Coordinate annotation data
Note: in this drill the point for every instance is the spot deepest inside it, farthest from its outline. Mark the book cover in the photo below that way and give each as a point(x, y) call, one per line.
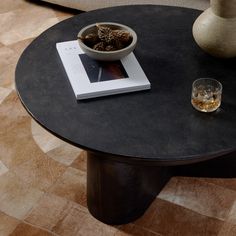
point(90, 78)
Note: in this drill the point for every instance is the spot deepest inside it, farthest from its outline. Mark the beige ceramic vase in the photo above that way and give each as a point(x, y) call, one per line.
point(215, 29)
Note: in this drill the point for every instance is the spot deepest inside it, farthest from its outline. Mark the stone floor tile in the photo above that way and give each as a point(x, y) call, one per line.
point(195, 194)
point(45, 140)
point(28, 230)
point(7, 77)
point(3, 168)
point(169, 219)
point(228, 229)
point(16, 198)
point(4, 92)
point(16, 144)
point(64, 154)
point(64, 217)
point(72, 186)
point(132, 229)
point(10, 5)
point(7, 57)
point(39, 172)
point(81, 162)
point(7, 224)
point(25, 23)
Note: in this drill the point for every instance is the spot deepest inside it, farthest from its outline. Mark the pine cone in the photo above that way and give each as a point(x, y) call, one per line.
point(105, 34)
point(90, 39)
point(99, 46)
point(110, 48)
point(122, 35)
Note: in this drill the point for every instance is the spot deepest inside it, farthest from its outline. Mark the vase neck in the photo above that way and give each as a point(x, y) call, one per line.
point(224, 8)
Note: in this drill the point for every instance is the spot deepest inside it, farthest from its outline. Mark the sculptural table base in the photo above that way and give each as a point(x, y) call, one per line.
point(118, 193)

● Exercise instructions
Recast the data from the line with "Mark the beige" up to and including the line with "point(215, 29)" as a JSON list of strings, one string per line, leaving out blank lines.

● Response to the task
[
  "Note: in this drill the point for every instance is the spot deepest inside it, farthest from its outline. Mark the beige ceramic vase in the photo above that way and give each as a point(x, y) call, one per line.",
  "point(215, 29)"
]